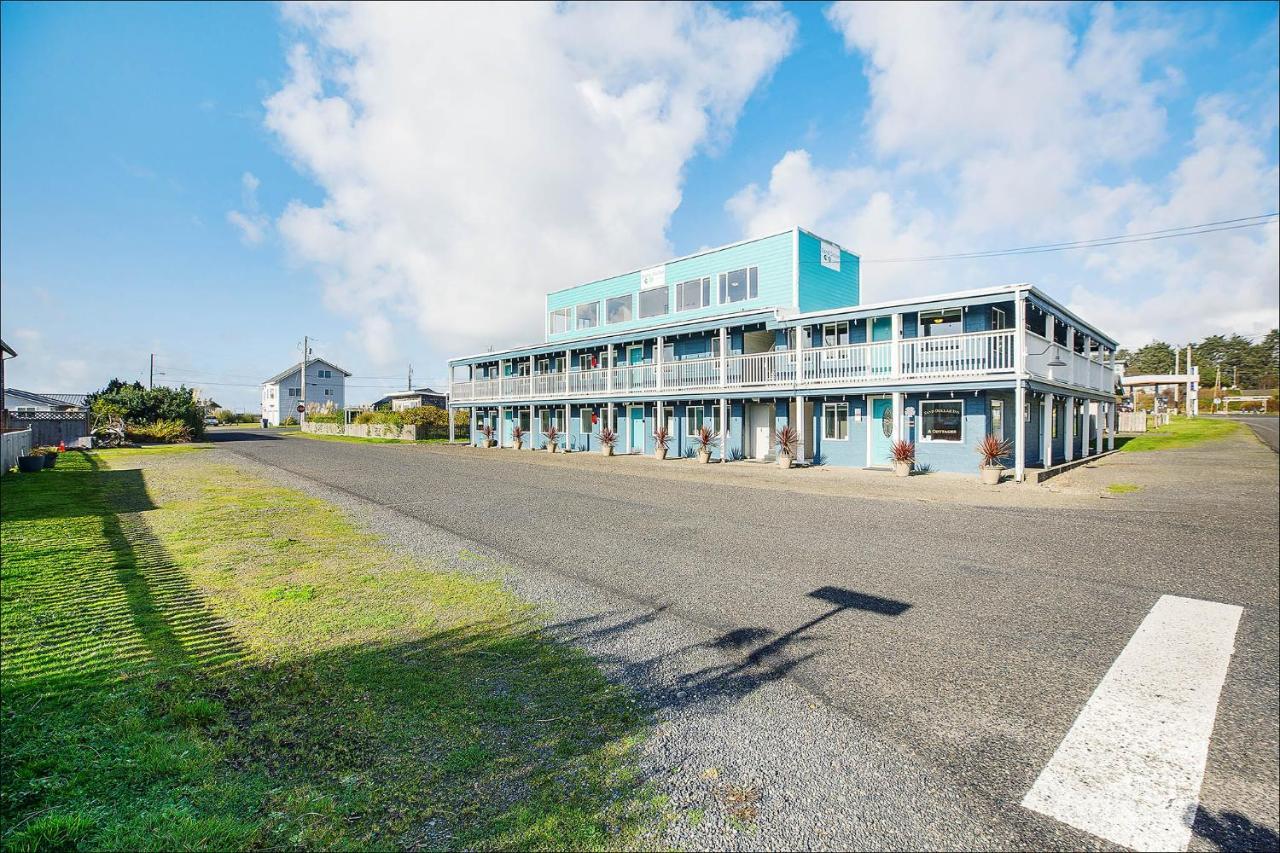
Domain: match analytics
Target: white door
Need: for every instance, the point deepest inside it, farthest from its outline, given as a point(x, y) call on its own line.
point(762, 429)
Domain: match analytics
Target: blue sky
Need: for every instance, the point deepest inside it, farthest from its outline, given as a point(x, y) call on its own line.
point(211, 182)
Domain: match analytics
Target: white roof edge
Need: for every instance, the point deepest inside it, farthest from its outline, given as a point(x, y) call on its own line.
point(291, 369)
point(698, 254)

^^^^

The reply has to reproduce every line above verbatim and contain no pictures.

**Written reply**
Domain: match analytics
Target: white door
Need: for every instance, the point deepest inside it, farthest from its outline, given as a point(x, y) call on its own line.
point(762, 429)
Domain: match analytics
Target: blue sky
Need: for every instance, the point deepest inside it, farthest from its outline, given as a point(x, y) call on its own line.
point(211, 182)
Domain: match analytics
Target: white roof edge
Need: for every instance, the point deepest inside it, farthest from its outline, given as a point(x, y) call on its own line.
point(291, 369)
point(698, 254)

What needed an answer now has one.